_EXERCISE GOAL_
Your answer must be an exact transcription of every record below, with the pictures omitted.

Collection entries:
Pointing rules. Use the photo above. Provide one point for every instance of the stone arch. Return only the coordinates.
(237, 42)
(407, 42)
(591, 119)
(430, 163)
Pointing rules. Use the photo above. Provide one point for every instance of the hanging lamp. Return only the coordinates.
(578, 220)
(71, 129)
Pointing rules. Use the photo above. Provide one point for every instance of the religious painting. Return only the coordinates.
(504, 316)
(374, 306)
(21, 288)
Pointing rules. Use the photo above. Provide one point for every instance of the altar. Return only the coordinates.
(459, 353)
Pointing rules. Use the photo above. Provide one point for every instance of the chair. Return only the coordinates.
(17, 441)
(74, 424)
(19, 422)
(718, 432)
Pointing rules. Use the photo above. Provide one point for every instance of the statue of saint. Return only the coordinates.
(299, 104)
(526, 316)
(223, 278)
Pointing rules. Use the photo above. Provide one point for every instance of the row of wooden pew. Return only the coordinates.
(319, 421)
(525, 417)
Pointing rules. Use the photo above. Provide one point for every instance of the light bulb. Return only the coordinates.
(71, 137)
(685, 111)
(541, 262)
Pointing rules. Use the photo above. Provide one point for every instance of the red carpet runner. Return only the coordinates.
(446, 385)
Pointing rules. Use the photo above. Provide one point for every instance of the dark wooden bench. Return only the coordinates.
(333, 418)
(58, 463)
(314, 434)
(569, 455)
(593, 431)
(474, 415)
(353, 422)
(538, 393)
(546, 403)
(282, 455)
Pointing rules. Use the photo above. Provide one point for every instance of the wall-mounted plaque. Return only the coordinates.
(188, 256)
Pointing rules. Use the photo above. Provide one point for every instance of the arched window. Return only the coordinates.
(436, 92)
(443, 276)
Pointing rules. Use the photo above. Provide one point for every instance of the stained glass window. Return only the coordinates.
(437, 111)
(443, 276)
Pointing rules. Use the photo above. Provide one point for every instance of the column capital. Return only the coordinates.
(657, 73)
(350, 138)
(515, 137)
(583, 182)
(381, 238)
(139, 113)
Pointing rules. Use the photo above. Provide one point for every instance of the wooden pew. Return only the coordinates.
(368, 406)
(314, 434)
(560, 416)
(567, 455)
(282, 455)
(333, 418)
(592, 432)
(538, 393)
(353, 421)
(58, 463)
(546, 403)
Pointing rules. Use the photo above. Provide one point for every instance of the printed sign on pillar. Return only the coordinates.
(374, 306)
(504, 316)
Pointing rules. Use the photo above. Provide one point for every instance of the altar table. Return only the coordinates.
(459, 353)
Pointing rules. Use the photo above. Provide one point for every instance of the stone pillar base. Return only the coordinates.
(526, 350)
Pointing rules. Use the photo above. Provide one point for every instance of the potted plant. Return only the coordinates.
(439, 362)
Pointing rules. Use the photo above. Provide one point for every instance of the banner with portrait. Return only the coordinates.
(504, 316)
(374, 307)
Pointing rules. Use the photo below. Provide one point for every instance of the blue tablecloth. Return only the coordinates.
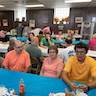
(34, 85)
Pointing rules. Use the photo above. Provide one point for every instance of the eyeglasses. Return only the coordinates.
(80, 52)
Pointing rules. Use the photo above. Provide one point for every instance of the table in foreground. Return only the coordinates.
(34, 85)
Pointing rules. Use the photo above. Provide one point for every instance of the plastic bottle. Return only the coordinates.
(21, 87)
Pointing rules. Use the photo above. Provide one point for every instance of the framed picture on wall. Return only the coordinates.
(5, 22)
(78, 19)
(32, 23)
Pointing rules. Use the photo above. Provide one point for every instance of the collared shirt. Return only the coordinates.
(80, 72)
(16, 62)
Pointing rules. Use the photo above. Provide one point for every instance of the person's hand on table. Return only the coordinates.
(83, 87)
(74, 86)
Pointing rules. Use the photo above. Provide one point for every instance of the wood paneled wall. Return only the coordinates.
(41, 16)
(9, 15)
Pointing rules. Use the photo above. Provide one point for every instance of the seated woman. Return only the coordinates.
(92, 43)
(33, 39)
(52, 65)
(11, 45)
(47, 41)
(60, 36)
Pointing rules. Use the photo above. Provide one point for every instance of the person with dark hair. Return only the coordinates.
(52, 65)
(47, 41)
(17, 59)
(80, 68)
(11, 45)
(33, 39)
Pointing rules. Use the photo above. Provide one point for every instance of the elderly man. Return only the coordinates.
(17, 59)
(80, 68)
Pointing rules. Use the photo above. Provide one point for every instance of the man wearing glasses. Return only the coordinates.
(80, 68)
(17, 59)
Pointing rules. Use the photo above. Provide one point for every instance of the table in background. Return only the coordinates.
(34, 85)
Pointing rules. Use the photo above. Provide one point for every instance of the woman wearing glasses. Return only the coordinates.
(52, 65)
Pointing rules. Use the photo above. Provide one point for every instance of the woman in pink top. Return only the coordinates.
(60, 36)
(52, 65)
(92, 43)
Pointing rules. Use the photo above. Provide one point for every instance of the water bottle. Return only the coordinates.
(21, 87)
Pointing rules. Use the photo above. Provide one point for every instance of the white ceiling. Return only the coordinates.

_WRITTEN ANSWER_
Pointing rules. Use the photo above. Provide one point for every instance of the stone arch. Return only the coordinates.
(237, 42)
(407, 42)
(591, 119)
(430, 163)
Pointing rules. Use the photo above. Provide one point for every instance of the hanging lamp. Return only the coordinates.
(578, 220)
(71, 129)
Pointing rules. Use the photo above. Provide one point for every instance of the religious painting. Return only the coordinates.
(504, 316)
(374, 306)
(21, 288)
Pointing rules. Use the photo above. Provide one point for every instance of the altar. Return only the coordinates.
(459, 353)
Pointing rules. Use the photo above. Provide one point for every instance of the chair. Return only the coordinates.
(17, 441)
(74, 424)
(19, 422)
(718, 432)
Pointing rules. Use the photo above. Provide one point for every instance of the statue of saint. Return only the coordinates.
(299, 104)
(526, 316)
(223, 278)
Pointing rules. Use the photo above. Provide one point for every instance of the row of wooden pew. Return only the coordinates.
(319, 421)
(525, 417)
Pointing rules. Use the photo above. Provide one point for every instance of the light bulb. Return only the coordinates.
(71, 137)
(685, 111)
(541, 262)
Pointing rules. Use the photo above. Provide one point for every instance of the red carpet runner. Return only the coordinates.
(446, 385)
Pointing rules. Use the photo above. Provide one point for every instance of the dark wooden bench. Return only the coordinates.
(333, 418)
(58, 463)
(314, 434)
(569, 455)
(593, 431)
(474, 415)
(353, 422)
(538, 393)
(546, 403)
(282, 455)
Pointing rules. Use the photo above. Provide one point for every instance of the wall-mounted plaque. Return only the coordinates.
(188, 256)
Pointing rules. Use the photo above. Provide one point for every instance of the arched window. Return only the coordinates.
(436, 92)
(443, 276)
Pointing rules. Use the photo above. Provide one point for every instance of the stained glass window. Return only the coordinates.
(437, 111)
(443, 276)
Pointing rules. Use the photo above. Provide one point for every instance of the column capital. Return only the coordinates.
(657, 73)
(350, 138)
(515, 137)
(583, 182)
(381, 238)
(139, 113)
Pointing rules. Use the photo above. Provide one point for every instance of the wooden pew. Return only the coordinates.
(368, 406)
(314, 434)
(560, 416)
(567, 455)
(282, 455)
(333, 418)
(592, 432)
(538, 393)
(353, 421)
(58, 463)
(546, 403)
Pointing rules. Use the photo above. Provide one point for every instance of the printed sign on pillar. Return only the coordinates.
(374, 306)
(504, 316)
Pointing rules. Use the photo above. Provide one point for every instance of the altar table. Return only the coordinates.
(459, 353)
Pointing rules. Use the photo above. Provide one point for every instance of the stone pillar base. Return only the coordinates.
(526, 350)
Pointing rules. Use the photo above. Provide one point for every instance of the potted plant. Return only the coordinates.
(439, 362)
Pointing rules. Use the photo above. Provide one point for every instance of the banner with portrait. Return only the coordinates.
(504, 316)
(374, 307)
Pointing rules. Use the photo below. Provide one point for every instance of the blue tablecloth. Return only the coordinates.
(34, 85)
Pointing rules. Use the photo above. Provide one point for every instance of the eyeglasses. Return only the coordinates.
(80, 52)
Pointing rules. Use the photo above. Provide one point for every instance of the table in foreground. Return only the coordinates.
(34, 85)
Pointing rules. Use the photo above. Provide one point for every instance of the plastic bottle. Return only the coordinates.
(21, 87)
Pointing rules. Use the photo above. Provide one point for every instance of the framed picture on wall. Return only the coordinates.
(5, 22)
(78, 19)
(32, 23)
Pointing rules. Use the photo above. Provide one point for every instance of the collared shirt. Return only the coordinates.
(80, 72)
(16, 62)
Pointing rules. Use the photo above. Provide one point for every instance of the person's hand on table. Return only the coordinates.
(83, 87)
(74, 86)
Pointing rules. Use the photo above. Provide one point for every instance of the wood paneled wall. Return only the coordinates.
(41, 16)
(9, 15)
Pointing rules. Use the photo above. Provide one point for every instance of the seated woman. Return only the coordinates.
(92, 43)
(33, 39)
(52, 65)
(11, 45)
(47, 41)
(60, 36)
Pointing rules. Use the photo above. Provide one point for every instance of the person with dark hair. Return only the coordinates.
(52, 65)
(47, 41)
(17, 59)
(80, 68)
(11, 45)
(33, 39)
Pointing rules. Use the photo above. Provide one point for every instance of the elderly man. Return only the coordinates.
(17, 59)
(80, 68)
Pointing rules. Use the photo above. Provide one point for every instance of the man wearing glasses. Return only the coordinates.
(80, 68)
(17, 59)
Pointing rules. Use the photo above. Provide one point for every instance of the table in background. Return only the coordinates.
(34, 85)
Pointing rules. Use the photo above. Provide one point for every instance of the woman wearing glasses. Return only the coordinates.
(52, 65)
Pointing rules. Use the photo above. Provide one point for every instance of the woman in pink top. Return only the coordinates.
(60, 36)
(52, 65)
(92, 43)
Pointing rules. Use the photo above. Provide one point for every instance of the water bottle. Return only the coordinates.
(21, 87)
Pointing rules. Use the photo above. Provide one point for every instance of the white ceiling. Return only the coordinates.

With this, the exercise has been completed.